Exercise aim >> Render the data below as a Markdown table with the columns Row and Line, for the stretch from the line containing "of the road" through the end of the data. Give only those lines, one per numbered row, and leave out any blank lines.

— Begin —

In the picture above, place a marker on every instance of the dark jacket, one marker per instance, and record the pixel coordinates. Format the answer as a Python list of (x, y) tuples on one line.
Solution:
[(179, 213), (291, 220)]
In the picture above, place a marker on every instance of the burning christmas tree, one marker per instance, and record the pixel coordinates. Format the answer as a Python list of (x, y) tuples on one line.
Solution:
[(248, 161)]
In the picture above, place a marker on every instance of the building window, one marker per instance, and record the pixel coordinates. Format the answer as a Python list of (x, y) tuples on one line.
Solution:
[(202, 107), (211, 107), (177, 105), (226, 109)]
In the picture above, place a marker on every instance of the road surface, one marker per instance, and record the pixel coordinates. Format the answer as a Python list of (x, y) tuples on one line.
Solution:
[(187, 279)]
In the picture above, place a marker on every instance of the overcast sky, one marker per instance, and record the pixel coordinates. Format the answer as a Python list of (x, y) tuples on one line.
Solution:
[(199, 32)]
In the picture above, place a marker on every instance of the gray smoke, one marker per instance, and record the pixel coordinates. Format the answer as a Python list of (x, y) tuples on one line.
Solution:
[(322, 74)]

— End —

Task result >>
| Row | Line |
|---|---|
| 1 | In the picture above, place a marker on every instance of the road surface, one marker per instance, and record the pixel coordinates. Format the answer as a Python list of (x, y) tuples on one line. |
| 2 | Solution: |
| 3 | [(187, 279)] |
| 4 | In the picture above, place a marker on every instance of the overcast sky, one marker per instance, and record the pixel coordinates. Format the answer as a Python list of (x, y) tuples on one line. |
| 5 | Solution: |
| 6 | [(199, 32)] |
| 7 | In the picture above, place a marker on every instance of the gray smoke, one marker per instance, and record the pixel coordinates. Format the answer as a Python list of (x, y) tuples on one line. |
| 8 | Solution: |
| 9 | [(322, 74)] |